(SET PROBLEM) Pull out every line in the listing below that contains the word "windshield".
** begin RECORDED DATA **
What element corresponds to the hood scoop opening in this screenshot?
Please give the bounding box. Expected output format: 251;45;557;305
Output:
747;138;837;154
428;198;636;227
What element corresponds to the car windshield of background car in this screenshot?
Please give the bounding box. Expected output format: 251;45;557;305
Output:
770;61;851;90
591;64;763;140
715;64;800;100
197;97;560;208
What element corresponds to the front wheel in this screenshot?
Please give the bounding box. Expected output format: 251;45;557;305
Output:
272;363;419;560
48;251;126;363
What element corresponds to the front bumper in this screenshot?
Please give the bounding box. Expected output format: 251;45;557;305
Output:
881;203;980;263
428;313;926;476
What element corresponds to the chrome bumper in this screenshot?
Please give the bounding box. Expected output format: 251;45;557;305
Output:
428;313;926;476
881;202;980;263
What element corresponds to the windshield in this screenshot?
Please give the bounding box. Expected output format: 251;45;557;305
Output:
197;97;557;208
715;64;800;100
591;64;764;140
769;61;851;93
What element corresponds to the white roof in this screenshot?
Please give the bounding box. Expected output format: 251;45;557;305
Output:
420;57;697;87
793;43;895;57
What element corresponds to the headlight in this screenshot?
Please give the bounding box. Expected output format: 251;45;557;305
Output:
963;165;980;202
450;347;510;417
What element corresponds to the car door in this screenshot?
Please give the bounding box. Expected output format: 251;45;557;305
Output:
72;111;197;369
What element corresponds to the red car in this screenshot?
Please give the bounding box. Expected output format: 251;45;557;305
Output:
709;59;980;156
** end RECORDED DATA **
(OUTPUT FOR THIS EXERCISE)
What element corresponds to the car windshield of background car in this screenshot?
What element corresponds to the windshield in this screenshot?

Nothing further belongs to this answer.